### Required tasks
a - Write out the passage of the blog post on Obama's Guantanamo policy that begins at the words "You can sort" and stops after "of preventive detention...", with every word unchanged.
b - Carry on the blog post about Obama's Guantanamo detention policy, starting right after its final sentence.

--- start of Extracted text ---

Wednesday, June 03, 2009

Yeah, I don't understand what the hell Obama is doing either.

I just don't get Obama's Gitmo strategy. | The Smirking Chimp:
"...Everywhere I go I keep hearing people say, "How come Obama is letting X happen or Y happen, how come he's letting his underlings do Z? It seems so unlike him!" It reminds me of the way people view leaders in Russia. Going back centuries, Russian peasants wrote impassioned letters to the Tsar, sure he was completely unaware that his Grand Dukes were all thieves and his okhranka agents were rapists and torturers. Now that Obama's on the scene a lot of Americans are demonstrating a similar public desire to believe in the good king. Obama seems so decent and intelligent, it's hard to imagine that his act is just a big sales job, that he's really just a smooth-talking shill for a bunch of Wall Street bankers and Pentagon generals. So people tend to scramble for the exculpatory explanation: he's being tricked, he's unaware, his hands are tied, and so on.

You can sort of see that, maybe, with the economic policies... But this Gitmo thing is different. It's not like Barack Obama doesn't know what habeas corpus is. The guy was a freaking constitutional law professor (or "senior lecturer," if that controversy over his academic title still rankles you). And yet Obama seems to be determined to preserve the whole concept of preventive detention...

...it's important to remember that what's going on at Gitmo has to be construed as a specific, public endorsement of preventive detention. For we all know that there has always been preventive detention of one sort or another in this country, ever since America became a world power: suspected spies whisked off in the middle of the night, political dissidents in foreign countries busted on trumped-up charges and quietly flown to someplace like Syria or the Phillipines for the car-battery-to-the-balls treatment. Hell, even here on American territory, we have a legal framework through FISA to quietly do all sorts of things to suspected miscreants. Where there is a will, and a loathed enough suspect, there has always been a way in America, no matter what the actual law is or has been.

--- end of Extracted text ---
--- start of Material shown ---

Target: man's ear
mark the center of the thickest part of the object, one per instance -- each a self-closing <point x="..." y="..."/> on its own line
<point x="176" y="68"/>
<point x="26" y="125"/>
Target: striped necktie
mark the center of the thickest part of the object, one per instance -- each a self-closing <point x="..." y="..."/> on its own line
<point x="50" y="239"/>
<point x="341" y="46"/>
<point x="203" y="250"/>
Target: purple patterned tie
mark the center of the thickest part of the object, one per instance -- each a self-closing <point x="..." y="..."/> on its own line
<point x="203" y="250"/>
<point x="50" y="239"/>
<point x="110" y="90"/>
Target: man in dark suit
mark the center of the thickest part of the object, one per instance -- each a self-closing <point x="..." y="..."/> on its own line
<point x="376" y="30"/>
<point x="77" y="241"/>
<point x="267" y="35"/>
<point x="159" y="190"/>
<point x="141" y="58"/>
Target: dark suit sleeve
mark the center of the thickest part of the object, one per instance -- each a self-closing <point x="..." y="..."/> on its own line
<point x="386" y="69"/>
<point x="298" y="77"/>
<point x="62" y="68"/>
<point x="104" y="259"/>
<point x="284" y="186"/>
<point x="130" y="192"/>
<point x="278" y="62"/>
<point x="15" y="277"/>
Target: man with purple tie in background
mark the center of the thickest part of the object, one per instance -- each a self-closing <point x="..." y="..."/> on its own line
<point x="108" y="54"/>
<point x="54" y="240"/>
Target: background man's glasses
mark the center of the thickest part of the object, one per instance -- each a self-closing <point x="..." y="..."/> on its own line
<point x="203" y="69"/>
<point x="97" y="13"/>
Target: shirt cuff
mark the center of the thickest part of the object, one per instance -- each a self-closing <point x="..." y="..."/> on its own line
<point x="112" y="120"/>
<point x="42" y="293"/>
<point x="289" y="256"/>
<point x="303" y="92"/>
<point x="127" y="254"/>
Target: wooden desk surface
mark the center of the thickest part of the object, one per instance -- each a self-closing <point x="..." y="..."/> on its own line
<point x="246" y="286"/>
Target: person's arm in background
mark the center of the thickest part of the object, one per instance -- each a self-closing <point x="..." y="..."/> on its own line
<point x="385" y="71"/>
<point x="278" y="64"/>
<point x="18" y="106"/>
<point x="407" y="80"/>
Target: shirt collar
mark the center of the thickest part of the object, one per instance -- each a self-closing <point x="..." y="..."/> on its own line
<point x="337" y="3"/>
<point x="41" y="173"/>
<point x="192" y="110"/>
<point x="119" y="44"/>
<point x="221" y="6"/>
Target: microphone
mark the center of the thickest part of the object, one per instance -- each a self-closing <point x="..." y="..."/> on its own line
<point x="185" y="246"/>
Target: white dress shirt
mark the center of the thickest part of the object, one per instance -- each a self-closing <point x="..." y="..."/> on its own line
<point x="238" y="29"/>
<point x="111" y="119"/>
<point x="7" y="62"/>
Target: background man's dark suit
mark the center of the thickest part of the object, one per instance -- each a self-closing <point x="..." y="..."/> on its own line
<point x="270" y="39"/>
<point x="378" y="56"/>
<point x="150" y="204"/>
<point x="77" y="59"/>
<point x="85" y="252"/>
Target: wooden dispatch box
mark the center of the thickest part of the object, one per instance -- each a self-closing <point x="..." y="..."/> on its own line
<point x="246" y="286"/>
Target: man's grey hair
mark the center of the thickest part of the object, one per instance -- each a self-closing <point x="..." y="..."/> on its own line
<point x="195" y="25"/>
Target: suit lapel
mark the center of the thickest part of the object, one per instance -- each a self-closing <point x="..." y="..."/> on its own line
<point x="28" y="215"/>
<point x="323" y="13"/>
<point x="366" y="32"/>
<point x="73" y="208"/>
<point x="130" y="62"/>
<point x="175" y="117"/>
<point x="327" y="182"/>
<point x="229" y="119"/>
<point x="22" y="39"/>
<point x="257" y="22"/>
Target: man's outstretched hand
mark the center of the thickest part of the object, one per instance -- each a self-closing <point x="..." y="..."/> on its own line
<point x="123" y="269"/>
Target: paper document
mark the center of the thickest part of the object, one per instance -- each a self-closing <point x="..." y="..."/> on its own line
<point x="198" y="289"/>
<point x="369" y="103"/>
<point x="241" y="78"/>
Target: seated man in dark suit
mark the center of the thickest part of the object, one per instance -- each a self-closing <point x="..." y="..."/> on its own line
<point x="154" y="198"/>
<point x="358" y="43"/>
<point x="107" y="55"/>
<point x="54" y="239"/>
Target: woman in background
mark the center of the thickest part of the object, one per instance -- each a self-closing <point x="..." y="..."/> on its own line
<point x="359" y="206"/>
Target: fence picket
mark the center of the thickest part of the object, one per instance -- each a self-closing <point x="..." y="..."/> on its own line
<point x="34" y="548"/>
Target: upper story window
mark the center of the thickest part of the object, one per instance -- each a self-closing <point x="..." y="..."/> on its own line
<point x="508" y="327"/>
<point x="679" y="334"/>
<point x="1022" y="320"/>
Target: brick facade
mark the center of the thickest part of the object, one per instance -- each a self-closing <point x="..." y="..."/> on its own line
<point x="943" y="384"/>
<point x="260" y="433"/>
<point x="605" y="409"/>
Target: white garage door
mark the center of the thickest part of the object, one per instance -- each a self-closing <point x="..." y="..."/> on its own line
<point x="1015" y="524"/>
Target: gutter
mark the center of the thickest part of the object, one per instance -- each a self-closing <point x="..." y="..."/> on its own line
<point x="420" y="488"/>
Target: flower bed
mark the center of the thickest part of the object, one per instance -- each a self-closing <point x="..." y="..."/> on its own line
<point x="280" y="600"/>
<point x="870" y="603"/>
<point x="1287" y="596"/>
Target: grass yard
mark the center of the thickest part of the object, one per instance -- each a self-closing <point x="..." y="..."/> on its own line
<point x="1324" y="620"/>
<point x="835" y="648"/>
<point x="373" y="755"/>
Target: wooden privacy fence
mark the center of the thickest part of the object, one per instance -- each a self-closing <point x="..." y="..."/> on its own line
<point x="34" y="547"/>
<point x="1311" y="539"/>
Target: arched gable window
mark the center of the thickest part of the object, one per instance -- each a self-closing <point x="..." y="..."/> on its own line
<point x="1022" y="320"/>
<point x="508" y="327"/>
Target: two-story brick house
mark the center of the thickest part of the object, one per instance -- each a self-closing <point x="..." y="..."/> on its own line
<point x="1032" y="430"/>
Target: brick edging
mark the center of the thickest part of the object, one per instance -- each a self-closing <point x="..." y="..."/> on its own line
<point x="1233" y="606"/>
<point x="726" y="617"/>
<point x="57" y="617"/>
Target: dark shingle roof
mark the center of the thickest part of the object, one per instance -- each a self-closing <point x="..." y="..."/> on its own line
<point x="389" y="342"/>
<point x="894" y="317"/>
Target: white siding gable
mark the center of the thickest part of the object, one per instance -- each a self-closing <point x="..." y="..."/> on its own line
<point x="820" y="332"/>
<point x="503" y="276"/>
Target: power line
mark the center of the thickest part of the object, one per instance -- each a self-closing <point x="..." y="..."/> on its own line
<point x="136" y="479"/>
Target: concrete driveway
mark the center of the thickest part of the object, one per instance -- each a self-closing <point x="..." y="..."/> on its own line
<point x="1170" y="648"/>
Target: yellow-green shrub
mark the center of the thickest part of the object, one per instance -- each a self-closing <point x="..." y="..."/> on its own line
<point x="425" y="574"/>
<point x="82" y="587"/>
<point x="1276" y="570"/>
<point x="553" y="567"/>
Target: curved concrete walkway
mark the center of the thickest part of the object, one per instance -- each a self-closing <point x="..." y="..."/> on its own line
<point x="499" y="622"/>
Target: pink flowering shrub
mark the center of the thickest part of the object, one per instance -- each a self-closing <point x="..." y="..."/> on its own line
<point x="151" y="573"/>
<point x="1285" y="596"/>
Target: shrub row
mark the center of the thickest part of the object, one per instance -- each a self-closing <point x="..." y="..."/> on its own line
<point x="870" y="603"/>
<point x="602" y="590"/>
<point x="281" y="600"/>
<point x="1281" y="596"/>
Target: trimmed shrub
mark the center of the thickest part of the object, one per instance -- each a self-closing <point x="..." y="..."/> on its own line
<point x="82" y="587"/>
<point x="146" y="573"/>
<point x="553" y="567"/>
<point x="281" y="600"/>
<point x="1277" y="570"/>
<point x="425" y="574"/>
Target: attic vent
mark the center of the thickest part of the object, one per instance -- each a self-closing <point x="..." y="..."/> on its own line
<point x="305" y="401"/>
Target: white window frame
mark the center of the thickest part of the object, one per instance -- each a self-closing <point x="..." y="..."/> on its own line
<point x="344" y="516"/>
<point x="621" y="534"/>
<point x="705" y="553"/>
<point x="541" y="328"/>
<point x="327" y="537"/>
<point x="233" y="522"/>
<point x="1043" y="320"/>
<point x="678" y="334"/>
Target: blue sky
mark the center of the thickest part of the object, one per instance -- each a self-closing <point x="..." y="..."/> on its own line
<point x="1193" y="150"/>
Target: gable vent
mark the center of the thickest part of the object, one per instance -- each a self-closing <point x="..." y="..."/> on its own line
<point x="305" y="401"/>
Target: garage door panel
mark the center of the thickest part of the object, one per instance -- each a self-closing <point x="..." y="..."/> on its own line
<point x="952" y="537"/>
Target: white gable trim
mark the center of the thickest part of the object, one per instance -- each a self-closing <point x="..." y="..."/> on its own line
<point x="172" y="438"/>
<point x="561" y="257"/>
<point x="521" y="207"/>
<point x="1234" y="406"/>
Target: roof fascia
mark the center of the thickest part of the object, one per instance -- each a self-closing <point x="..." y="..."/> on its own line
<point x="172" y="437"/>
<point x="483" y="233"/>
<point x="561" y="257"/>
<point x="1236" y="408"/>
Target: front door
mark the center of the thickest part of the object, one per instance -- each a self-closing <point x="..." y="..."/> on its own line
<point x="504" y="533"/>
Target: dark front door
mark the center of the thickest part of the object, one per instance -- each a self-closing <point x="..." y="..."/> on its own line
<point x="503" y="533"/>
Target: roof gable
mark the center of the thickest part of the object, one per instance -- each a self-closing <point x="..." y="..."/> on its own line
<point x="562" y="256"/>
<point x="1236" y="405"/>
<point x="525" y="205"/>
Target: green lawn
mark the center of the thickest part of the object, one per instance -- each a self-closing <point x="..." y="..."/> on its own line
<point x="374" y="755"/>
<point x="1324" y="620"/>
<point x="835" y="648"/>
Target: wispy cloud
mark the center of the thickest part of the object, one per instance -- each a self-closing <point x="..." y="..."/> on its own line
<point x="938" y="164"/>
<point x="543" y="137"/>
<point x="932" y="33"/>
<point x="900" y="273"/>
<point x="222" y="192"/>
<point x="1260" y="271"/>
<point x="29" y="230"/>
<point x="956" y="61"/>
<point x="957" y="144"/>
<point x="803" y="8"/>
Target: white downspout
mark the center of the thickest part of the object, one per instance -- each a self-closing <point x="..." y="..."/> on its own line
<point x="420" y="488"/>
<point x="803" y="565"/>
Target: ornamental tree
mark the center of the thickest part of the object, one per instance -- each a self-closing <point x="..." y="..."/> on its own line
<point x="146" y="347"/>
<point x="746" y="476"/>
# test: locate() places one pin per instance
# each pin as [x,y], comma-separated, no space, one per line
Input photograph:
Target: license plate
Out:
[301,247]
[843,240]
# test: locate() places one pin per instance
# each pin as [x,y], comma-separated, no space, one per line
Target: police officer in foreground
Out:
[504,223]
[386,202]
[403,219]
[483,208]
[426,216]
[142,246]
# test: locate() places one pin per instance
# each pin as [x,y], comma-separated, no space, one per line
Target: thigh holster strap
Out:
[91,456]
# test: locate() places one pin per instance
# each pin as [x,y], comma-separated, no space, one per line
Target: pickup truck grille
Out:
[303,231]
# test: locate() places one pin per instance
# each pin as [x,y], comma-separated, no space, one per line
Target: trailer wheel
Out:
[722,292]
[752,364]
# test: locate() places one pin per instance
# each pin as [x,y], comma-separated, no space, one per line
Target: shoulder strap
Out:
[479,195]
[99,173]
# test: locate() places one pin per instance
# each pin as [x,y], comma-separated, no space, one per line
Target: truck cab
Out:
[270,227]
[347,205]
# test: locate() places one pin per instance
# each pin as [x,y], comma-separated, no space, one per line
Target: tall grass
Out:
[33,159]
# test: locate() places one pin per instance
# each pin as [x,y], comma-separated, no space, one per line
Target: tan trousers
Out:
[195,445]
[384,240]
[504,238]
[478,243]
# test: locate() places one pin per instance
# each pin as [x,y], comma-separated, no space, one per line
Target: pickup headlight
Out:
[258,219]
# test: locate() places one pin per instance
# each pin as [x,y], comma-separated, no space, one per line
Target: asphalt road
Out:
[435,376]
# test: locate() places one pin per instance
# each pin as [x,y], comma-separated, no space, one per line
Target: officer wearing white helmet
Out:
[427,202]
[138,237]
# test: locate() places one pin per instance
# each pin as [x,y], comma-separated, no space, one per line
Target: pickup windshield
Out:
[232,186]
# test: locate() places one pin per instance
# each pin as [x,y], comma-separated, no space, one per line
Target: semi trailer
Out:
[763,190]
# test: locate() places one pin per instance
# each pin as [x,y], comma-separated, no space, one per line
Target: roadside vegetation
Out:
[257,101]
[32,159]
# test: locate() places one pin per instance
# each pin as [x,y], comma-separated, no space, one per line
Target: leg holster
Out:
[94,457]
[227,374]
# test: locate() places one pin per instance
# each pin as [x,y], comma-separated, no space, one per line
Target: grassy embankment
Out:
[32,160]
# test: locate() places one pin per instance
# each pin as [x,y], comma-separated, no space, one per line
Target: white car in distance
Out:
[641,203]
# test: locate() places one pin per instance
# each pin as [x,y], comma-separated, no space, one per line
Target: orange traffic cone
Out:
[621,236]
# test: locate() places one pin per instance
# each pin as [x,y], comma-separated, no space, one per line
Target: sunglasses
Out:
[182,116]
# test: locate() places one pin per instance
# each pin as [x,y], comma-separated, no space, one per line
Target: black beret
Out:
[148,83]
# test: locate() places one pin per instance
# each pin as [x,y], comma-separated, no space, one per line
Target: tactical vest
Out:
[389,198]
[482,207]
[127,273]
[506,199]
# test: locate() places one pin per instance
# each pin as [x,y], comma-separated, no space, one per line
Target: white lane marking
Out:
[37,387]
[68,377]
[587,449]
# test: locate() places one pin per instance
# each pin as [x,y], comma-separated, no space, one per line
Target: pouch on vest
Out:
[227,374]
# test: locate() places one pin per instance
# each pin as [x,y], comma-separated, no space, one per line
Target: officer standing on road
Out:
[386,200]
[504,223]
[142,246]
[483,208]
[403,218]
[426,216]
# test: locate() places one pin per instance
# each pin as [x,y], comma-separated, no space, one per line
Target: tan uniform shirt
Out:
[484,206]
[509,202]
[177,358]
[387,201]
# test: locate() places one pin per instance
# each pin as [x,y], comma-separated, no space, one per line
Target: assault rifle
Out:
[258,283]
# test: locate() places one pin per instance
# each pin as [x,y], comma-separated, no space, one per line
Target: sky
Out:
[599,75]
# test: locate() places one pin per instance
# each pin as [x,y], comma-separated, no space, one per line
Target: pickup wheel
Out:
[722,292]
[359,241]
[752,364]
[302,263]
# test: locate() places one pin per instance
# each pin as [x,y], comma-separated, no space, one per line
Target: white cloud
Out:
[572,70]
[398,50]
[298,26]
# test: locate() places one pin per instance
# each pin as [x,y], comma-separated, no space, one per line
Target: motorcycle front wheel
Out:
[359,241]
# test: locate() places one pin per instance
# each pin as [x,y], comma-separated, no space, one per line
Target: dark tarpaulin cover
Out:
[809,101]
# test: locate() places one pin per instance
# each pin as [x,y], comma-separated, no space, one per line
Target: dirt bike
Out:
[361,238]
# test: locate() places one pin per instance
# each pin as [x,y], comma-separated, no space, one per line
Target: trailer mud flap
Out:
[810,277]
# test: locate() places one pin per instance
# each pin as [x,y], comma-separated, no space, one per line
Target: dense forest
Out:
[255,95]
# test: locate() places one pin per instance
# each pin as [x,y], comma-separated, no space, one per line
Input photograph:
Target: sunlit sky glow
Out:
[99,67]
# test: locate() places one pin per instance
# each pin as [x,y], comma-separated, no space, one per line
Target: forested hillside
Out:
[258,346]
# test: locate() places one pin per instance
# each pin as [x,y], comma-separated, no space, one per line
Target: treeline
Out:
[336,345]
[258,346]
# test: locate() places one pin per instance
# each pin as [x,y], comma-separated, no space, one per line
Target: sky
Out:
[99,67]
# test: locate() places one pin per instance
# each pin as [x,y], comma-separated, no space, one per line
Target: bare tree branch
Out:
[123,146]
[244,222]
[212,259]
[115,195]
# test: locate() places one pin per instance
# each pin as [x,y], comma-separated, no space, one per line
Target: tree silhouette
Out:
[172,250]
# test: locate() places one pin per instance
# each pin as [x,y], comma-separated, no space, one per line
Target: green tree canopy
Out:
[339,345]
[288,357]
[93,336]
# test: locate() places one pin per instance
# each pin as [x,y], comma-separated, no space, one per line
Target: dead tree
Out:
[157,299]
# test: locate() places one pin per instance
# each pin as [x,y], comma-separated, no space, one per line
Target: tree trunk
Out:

--- end of Material shown ---

### Responses per task
a -
You can sort of see that, maybe, with the economic policies... But this Gitmo thing is different. It's not like Barack Obama doesn't know what habeas corpus is. The guy was a freaking constitutional law professor (or "senior lecturer," if that controversy over his academic title still rankles you). And yet Obama seems to be determined to preserve the whole concept of preventive detention...

b -
At the same time we've tried never to allow ourselves to openly legalize these practices. When we have, like during the era of the Palmer raids for instance, it's always been a black time our history. Keeping preventive detention and extrajudicial punishment illegal puts a brake on their use: it forces the government that would use these tactics to enter a legal gray area, to risk scandal and exposure, and to take all the responsibility for crossing the line. When a thing is illegal and has to be hidden from the general public, one assumes that governments will try to exhaust every conceivable alternative before resorting to its use, or better yet will avoid using it at all. But making it legal not only transforms preventive detention into a part of all of us, a conscious expression of who we are, it suddenly makes it an easy option for governments to choose.

...I guess what I'm trying to say is that I don't get what Obama is doing here. He could have closed Gitmo, created some sort of tribunal system for the current inmates, and then stood up on a pedestal and announced that the United States is no longer a country that detains people without due process. And as soon as he finished that speech he could have gone on doing what presidents have done for decades before Bush, finding the soft spots in international criminal/military law to basically arrest and detain anyone whom they considered a genuinely dangerous suspect. But what he's done instead of that, seemingly, is specifically endorse preventive detention. He apparently is anxious for people to know that that is in fact what he stands for..."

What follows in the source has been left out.